-- Goal of the exercise --
Every entry must be given again exactly.

Point labeling examples:
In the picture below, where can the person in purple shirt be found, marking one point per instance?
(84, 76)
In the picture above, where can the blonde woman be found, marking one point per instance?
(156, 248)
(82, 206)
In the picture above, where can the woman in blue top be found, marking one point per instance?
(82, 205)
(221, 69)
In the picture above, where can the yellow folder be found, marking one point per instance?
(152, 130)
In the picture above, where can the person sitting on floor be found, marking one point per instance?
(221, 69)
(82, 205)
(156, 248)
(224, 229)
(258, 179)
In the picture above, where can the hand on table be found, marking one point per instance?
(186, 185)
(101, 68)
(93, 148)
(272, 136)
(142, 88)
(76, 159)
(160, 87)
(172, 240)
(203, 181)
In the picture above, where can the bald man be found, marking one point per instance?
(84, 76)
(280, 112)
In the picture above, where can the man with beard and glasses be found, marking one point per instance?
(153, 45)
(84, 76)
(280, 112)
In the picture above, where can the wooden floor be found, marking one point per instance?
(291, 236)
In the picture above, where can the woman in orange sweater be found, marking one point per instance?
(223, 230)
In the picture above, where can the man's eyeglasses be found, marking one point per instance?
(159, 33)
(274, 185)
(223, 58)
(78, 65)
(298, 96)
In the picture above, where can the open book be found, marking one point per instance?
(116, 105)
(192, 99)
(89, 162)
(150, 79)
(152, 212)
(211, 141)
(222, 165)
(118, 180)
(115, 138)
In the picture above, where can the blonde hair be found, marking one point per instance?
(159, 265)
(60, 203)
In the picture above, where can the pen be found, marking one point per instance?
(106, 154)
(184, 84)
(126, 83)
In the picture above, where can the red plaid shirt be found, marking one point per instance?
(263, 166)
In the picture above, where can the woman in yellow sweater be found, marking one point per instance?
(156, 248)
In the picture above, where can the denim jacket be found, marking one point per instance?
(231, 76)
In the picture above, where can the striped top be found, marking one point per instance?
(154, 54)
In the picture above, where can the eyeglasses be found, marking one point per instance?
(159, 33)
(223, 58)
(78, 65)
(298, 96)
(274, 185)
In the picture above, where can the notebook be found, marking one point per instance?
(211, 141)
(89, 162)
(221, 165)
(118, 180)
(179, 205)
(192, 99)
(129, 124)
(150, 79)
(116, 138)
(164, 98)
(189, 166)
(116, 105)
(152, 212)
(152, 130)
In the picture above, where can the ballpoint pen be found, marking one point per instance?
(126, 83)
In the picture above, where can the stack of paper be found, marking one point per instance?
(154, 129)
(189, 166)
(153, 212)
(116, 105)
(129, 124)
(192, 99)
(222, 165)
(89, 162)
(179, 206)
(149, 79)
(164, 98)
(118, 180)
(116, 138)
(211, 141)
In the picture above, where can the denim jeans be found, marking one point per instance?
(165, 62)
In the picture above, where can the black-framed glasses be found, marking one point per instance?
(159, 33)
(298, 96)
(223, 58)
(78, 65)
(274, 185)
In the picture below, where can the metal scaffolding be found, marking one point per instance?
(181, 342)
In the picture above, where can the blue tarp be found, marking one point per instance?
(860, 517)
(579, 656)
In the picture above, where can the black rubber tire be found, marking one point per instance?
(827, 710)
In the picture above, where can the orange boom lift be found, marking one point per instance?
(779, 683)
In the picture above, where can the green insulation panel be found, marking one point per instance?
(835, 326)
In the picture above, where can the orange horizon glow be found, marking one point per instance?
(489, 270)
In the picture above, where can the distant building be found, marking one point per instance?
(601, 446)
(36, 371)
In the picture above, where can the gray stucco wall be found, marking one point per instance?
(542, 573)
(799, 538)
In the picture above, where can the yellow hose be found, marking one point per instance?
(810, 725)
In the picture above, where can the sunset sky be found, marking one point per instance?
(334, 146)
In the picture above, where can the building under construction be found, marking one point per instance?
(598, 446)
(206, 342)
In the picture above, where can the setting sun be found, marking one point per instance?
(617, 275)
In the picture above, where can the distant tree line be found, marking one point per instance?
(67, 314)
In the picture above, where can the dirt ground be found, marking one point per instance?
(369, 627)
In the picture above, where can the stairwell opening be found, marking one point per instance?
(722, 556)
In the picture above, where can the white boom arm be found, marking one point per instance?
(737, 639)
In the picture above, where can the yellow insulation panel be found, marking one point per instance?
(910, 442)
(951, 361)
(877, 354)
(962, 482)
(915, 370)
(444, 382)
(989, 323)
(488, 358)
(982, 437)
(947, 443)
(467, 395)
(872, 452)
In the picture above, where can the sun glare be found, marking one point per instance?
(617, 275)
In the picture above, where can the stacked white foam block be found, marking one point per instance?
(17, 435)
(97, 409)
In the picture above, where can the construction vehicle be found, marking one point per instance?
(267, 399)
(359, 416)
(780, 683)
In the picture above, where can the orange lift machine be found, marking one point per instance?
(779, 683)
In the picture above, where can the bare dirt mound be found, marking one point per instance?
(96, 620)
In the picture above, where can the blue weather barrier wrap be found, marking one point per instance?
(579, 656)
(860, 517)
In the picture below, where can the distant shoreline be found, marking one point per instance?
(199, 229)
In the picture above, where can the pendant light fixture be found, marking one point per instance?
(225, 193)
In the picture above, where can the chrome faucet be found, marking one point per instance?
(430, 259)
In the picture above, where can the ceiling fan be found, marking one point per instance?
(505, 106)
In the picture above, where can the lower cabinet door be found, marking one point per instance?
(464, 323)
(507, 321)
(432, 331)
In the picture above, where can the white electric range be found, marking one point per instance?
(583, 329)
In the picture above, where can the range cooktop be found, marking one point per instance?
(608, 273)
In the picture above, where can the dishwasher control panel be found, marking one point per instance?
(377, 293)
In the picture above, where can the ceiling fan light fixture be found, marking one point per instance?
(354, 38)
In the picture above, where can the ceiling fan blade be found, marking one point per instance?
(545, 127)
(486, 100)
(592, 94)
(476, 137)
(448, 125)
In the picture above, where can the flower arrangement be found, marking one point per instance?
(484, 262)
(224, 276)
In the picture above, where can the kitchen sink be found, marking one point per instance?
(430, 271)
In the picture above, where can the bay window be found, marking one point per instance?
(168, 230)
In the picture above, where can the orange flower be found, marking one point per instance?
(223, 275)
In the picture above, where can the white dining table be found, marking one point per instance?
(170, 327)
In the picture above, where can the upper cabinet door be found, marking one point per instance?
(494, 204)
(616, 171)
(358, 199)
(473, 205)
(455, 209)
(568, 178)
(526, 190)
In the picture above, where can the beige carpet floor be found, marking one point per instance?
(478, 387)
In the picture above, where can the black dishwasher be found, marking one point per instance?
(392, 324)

-- Answer for this exercise --
In the picture below, where can the person in purple shirt be found, marking one point per instance?
(84, 76)
In the picture above, where can the blonde woman be found, marking one point per instance?
(156, 248)
(82, 206)
In the picture above, where can the woman in blue top be found, marking one point per instance?
(82, 205)
(221, 69)
In the picture above, where can the yellow folder be found, marking one point per instance?
(152, 130)
In the picture above, where can the person sitting on floor be found, marking one point per instance?
(221, 69)
(82, 205)
(156, 248)
(224, 229)
(258, 179)
In the picture above, where can the hand on table be found, marking one point per instance?
(186, 185)
(101, 68)
(93, 148)
(272, 136)
(142, 88)
(76, 159)
(160, 87)
(172, 240)
(203, 181)
In the picture above, where can the bald man be found, marking one point per instance?
(84, 76)
(280, 112)
In the picture above, where can the man with beard and glasses be found, marking one point per instance?
(153, 45)
(84, 76)
(280, 112)
In the picture above, where can the wooden floor be found, marking one point per instance?
(291, 236)
In the picture above, where can the woman in orange sweater be found, marking one point per instance?
(223, 230)
In the picture above, where can the man's eyeglasses be found, marking one point per instance?
(159, 33)
(274, 185)
(223, 58)
(78, 65)
(298, 96)
In the picture above, where can the open book be found, marking one point per instance?
(116, 105)
(192, 99)
(89, 162)
(150, 79)
(152, 212)
(211, 141)
(222, 165)
(118, 180)
(115, 138)
In the picture above, where can the blonde hair be found, marking one point per instance?
(159, 265)
(60, 203)
In the picture above, where can the pen be found, marking one point per instance?
(106, 154)
(184, 84)
(126, 83)
In the picture above, where can the red plaid shirt be found, marking one point per instance?
(263, 166)
In the picture above, where can the woman in yellow sweater be found, marking one point per instance?
(156, 248)
In the picture above, where can the denim jacket be found, marking one point per instance?
(231, 76)
In the picture above, where can the striped top be found, marking one point per instance?
(154, 54)
In the picture above, where can the eyeglasses be found, marking one point per instance?
(159, 33)
(223, 58)
(78, 65)
(298, 96)
(274, 185)
In the picture above, where can the notebook be found, marking one point per instance?
(211, 141)
(89, 162)
(221, 165)
(118, 180)
(179, 205)
(192, 99)
(129, 124)
(150, 79)
(116, 138)
(164, 98)
(189, 166)
(116, 105)
(152, 212)
(152, 130)
In the picture above, where can the ballpoint pen be found, marking one point per instance?
(126, 83)
In the picture above, where can the stack of paper be found, marking one point per instance?
(154, 129)
(189, 166)
(153, 212)
(116, 105)
(129, 124)
(192, 99)
(222, 165)
(89, 162)
(179, 206)
(149, 79)
(164, 98)
(118, 180)
(116, 138)
(211, 141)
In the picture above, where can the denim jeans be found, marking one point per instance?
(165, 62)
In the picture above, where can the black-framed glasses be found, marking one point per instance?
(159, 33)
(298, 96)
(223, 58)
(78, 65)
(274, 185)
In the picture below, where can the metal scaffolding be found, marking one point per instance?
(181, 342)
In the picture above, where can the blue tarp be found, marking one point per instance?
(860, 517)
(579, 656)
In the picture above, where can the black rubber tire be found, marking one point per instance?
(827, 710)
In the picture above, where can the orange boom lift be found, marking one point per instance?
(779, 683)
In the picture above, where can the green insulation panel be found, marking one point per instance?
(835, 326)
In the picture above, where can the orange horizon glow be found, marking one point per instance?
(489, 270)
In the picture above, where can the distant building be found, marking one point per instance?
(601, 446)
(36, 371)
In the picture above, where can the gray stucco wall be found, marking one point per instance?
(542, 573)
(799, 538)
In the picture above, where can the yellow hose be found, marking one point per instance?
(810, 725)
In the picture above, where can the sunset sky be found, marking one point per instance?
(334, 146)
In the picture above, where can the building under construction be found, marking one point per instance?
(598, 446)
(206, 342)
In the picture above, where can the setting sun be found, marking one point per instance?
(617, 275)
In the picture above, where can the distant tree line be found, marking one point per instance?
(67, 314)
In the picture above, where can the dirt ground be found, marking one point per instance?
(369, 627)
In the picture above, where can the stairwell opening be found, marking one point per instance?
(722, 556)
In the picture above, where can the white boom arm be found, marking one point per instance?
(737, 639)
In the picture above, where can the yellow insulation panel be found, marking one point per instance?
(910, 442)
(951, 361)
(877, 354)
(962, 482)
(915, 370)
(444, 382)
(989, 323)
(488, 358)
(982, 437)
(947, 443)
(467, 395)
(872, 452)
In the picture above, where can the sun glare be found, marking one point per instance?
(617, 275)
In the picture above, where can the stacked white foam block be found, marking one point per instance?
(17, 435)
(97, 409)
In the picture above, where can the construction vehicle be found, marking one point per instance?
(267, 399)
(359, 416)
(780, 683)
In the picture above, where can the orange lift machine be found, marking one point per instance?
(779, 683)
In the picture above, where can the bare dirt mound be found, marking one point per instance?
(96, 620)
In the picture above, where can the blue weather barrier wrap be found, marking one point per instance?
(579, 656)
(860, 517)
In the picture below, where can the distant shoreline be found, marking one point per instance?
(199, 229)
In the picture above, where can the pendant light fixture be found, marking one point per instance?
(225, 193)
In the picture above, where can the chrome faucet be found, marking one point per instance?
(430, 259)
In the picture above, where can the ceiling fan be found, marking one point per instance?
(505, 106)
In the picture above, where can the lower cabinet door be found, marking one point per instance?
(464, 323)
(507, 321)
(432, 331)
In the picture above, where can the white electric range be found, marking one point per instance?
(583, 329)
In the picture above, where can the range cooktop be found, marking one point per instance?
(608, 273)
In the picture above, where can the dishwasher control panel be found, marking one point per instance?
(377, 293)
In the picture above, where can the ceiling fan light fixture be found, marking one point per instance?
(354, 38)
In the picture above, where can the ceiling fan blade be found, marking one point per instance?
(545, 127)
(486, 100)
(592, 94)
(476, 137)
(448, 125)
In the picture above, where can the flower arrangement be found, marking one point per instance?
(484, 262)
(224, 276)
In the picture above, where can the kitchen sink be found, marking one point per instance?
(430, 271)
In the picture above, where can the bay window be found, marking one point per instance?
(168, 230)
In the picture above, where can the orange flower be found, marking one point per instance?
(223, 275)
In the picture above, where can the white dining table be found, marking one point per instance?
(170, 327)
In the picture above, where can the upper cabinet door be found, marking one point per instance?
(494, 204)
(616, 171)
(358, 199)
(473, 205)
(455, 209)
(568, 178)
(526, 190)
In the picture above, where can the beige carpet floor be found, marking one point per instance?
(478, 387)
In the picture above, where can the black dishwasher be found, marking one point per instance?
(392, 324)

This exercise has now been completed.